YOUR GOAL:
Reproduce every one of the entries below word for word, keeping each line in its original order.

MATERIAL FOR THIS TASK:
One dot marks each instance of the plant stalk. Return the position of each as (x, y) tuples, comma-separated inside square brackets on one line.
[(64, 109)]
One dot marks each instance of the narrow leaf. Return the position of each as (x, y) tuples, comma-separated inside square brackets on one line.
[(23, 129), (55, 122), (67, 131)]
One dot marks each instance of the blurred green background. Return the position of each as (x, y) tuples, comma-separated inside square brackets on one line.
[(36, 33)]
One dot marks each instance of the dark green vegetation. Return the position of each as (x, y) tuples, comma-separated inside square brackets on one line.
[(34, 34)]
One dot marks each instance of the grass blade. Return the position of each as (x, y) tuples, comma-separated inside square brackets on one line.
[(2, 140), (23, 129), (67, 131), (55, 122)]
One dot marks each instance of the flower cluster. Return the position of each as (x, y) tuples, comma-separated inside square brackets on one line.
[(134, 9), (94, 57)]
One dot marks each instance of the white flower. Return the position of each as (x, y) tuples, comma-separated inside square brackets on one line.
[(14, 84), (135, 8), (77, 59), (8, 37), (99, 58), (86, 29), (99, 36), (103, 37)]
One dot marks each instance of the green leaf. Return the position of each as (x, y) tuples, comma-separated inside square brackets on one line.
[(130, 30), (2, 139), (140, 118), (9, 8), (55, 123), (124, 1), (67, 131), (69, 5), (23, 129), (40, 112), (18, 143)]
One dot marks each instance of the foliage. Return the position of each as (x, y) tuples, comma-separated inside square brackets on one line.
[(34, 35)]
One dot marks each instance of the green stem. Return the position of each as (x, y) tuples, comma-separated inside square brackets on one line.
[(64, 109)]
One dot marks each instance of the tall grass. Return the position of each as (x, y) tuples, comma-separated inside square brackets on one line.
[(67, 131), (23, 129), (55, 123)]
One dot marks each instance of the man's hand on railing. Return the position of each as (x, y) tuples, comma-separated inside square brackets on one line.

COMPLETE RESPONSE:
One dot marks each instance of the plant stalk. Return the position of each as (x, y) tuples, comma-separated inside square brackets on one line.
[(64, 109)]
One dot marks each instance of the narrow leaf. Return the position of each as (x, y) tuples, comma-separated inside square brackets on one line.
[(23, 129), (55, 122), (67, 131)]
One dot marks each instance of the blurred green background. Return the position of each as (x, y) tuples, comma-separated inside square brackets on one line.
[(36, 33)]
One dot marks each instance of the dark green vegetation. Return the position of each as (x, y) tuples, comma-separated inside square brackets on one line.
[(34, 34)]
One dot marks each instance of the grass blade. Return the position of each as (x, y) tuples, comma-separated inside square brackets on one line.
[(2, 140), (23, 129), (67, 131), (55, 122)]
One dot marks each instance of the flower cluster. Return the position of each as (x, y) tuples, comma-separated inside square brackets on one line.
[(134, 9), (94, 57)]
One dot marks each instance of the white flower. Return the position of each as (x, y) tuples, comma-separated inside square brackets on one line.
[(14, 84), (135, 8), (77, 59), (8, 37), (99, 58), (86, 29), (99, 36), (103, 37)]
One dot marks each instance of the green leaf. Return the position of each as (x, y) tuples, comma-separated inside square brackets on one line.
[(130, 30), (2, 139), (140, 118), (9, 8), (55, 123), (124, 1), (67, 131), (69, 5), (23, 129), (40, 112), (18, 143)]
One dot marks each instance of the foliage. Return the position of each as (x, y) tuples, comma-separated inside square brackets on one line.
[(34, 35)]
One dot marks each instance of the green stem. Return the position of each as (x, y) tuples, comma-separated inside square brackets on one line.
[(64, 109)]
One dot marks each instance of the tall grass. Return the position of each as (x, y) tuples, comma-separated inside square brackets on one line.
[(67, 131), (23, 129), (55, 123)]
One dot marks each instance of the man's hand on railing. Return the position of each as (x, y) tuples, comma-separated inside square brackets on one line.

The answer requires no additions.